# DATA LISTING
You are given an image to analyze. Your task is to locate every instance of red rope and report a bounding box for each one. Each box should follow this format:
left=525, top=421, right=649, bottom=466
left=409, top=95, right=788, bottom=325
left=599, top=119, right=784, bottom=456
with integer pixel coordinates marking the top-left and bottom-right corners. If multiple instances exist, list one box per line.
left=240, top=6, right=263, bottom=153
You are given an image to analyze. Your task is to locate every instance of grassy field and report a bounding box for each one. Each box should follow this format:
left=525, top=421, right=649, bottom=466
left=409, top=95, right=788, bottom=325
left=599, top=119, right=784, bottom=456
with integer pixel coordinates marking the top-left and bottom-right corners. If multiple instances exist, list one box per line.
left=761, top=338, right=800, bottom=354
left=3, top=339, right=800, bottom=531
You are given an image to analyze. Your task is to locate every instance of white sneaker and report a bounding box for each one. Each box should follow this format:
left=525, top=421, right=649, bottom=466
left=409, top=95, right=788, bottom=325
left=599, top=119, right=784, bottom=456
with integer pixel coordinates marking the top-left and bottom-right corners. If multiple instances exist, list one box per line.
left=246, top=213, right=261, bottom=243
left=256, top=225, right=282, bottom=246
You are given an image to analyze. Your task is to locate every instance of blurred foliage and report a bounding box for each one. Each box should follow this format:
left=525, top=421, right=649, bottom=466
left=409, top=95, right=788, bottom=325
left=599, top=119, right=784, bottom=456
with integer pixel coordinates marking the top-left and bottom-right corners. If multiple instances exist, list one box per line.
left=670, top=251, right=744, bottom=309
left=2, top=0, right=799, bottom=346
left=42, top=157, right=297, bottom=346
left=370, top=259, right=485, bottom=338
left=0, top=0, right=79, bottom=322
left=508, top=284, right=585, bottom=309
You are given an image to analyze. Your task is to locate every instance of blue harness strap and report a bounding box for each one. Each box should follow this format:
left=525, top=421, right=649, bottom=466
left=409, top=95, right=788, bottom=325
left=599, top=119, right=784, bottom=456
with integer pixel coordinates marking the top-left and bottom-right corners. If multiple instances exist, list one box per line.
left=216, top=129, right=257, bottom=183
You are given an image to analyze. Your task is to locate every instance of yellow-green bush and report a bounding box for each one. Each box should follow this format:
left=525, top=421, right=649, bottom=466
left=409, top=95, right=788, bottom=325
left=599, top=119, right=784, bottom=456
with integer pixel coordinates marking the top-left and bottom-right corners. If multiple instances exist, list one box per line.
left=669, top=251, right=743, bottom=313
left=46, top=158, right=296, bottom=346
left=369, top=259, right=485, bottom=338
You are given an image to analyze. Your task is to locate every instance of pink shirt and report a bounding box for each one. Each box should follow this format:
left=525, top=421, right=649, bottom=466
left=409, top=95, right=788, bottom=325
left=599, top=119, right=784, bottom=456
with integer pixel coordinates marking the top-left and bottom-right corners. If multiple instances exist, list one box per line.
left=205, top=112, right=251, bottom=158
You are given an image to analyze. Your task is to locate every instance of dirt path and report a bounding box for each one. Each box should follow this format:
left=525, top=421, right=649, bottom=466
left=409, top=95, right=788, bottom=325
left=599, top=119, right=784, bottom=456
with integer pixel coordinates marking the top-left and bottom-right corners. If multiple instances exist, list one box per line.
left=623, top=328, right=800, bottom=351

# WHAT YOU ARE ASKED TO DO
Your answer must be the complete listing, retyped exactly.

# RESPONSE TO THE EXERCISE
You are given an image to analyze. Your task is to locate every instance of red rope and report a bounding box for each one. Each box should follow this format:
left=525, top=421, right=649, bottom=466
left=409, top=95, right=788, bottom=325
left=599, top=119, right=784, bottom=456
with integer pixel coordinates marking the top-left and bottom-right corners. If multiple instances exist, list one box per line.
left=240, top=6, right=263, bottom=153
You are given an image to analyze. Your task is to locate every instance of grassy field and report a bounding box for each one. Each box should follow this format:
left=525, top=421, right=649, bottom=466
left=409, top=95, right=788, bottom=325
left=599, top=119, right=784, bottom=456
with integer pixel coordinates marking the top-left and bottom-right corners. If multiple instances exist, list one box per line.
left=761, top=338, right=800, bottom=354
left=3, top=339, right=800, bottom=531
You are given an image to analyze. Your task is to locate every instance of white sneaker and report a bounding box for each one. Each box should follow this format:
left=525, top=421, right=649, bottom=466
left=409, top=95, right=788, bottom=325
left=599, top=119, right=784, bottom=456
with integer pixel coordinates marking the top-left and bottom-right corners. If multiple instances exist, list one box per line.
left=246, top=213, right=261, bottom=243
left=256, top=225, right=282, bottom=246
You are given an image to analyze. Your task is to locate every instance of blurred foliage and report a bounding box for each one. Each box should follow this format:
left=525, top=421, right=649, bottom=466
left=409, top=95, right=788, bottom=325
left=599, top=119, right=784, bottom=456
with integer pixel coordinates marking the top-left and bottom-right corners. If multiple instances exist, list one box per line.
left=670, top=251, right=744, bottom=309
left=2, top=0, right=799, bottom=346
left=42, top=157, right=297, bottom=346
left=370, top=259, right=485, bottom=338
left=0, top=0, right=79, bottom=322
left=508, top=284, right=585, bottom=309
You are given an image to analyze. Your task is to locate every instance of blue harness strap and report a bounding box for each one. Each box should follow this format:
left=525, top=421, right=649, bottom=466
left=409, top=95, right=788, bottom=325
left=599, top=119, right=784, bottom=456
with integer pixel coordinates marking the top-left and bottom-right corners. If multiple instances exist, list one box per line.
left=216, top=129, right=257, bottom=183
You are given an image to analyze. Your task is to locate every instance of yellow-green bush and report a bounding box for each one. Each box should follow this format:
left=525, top=421, right=649, bottom=466
left=409, top=95, right=788, bottom=325
left=599, top=119, right=784, bottom=456
with integer pixel coordinates marking the top-left and bottom-right corners. If multiple instances exist, list one box per line.
left=669, top=251, right=743, bottom=313
left=46, top=158, right=296, bottom=346
left=369, top=259, right=485, bottom=338
You are given an image to analyze. Your task is to locate every instance of pink shirt and report a bounding box for each one. Each box should follow this format:
left=525, top=421, right=649, bottom=466
left=409, top=95, right=788, bottom=325
left=599, top=119, right=784, bottom=456
with integer pixel coordinates marking the top-left and bottom-right corners. If multiple instances exist, list one box per line.
left=205, top=112, right=251, bottom=158
You are given an image to analyze. Your task is to locate every instance of dirt path and report a bounding box for each one. Each box should follow this format:
left=525, top=421, right=649, bottom=466
left=409, top=95, right=788, bottom=325
left=599, top=119, right=784, bottom=456
with integer pixel coordinates marking the top-left and bottom-right corners. If multiple instances exist, list one box per line.
left=623, top=328, right=800, bottom=351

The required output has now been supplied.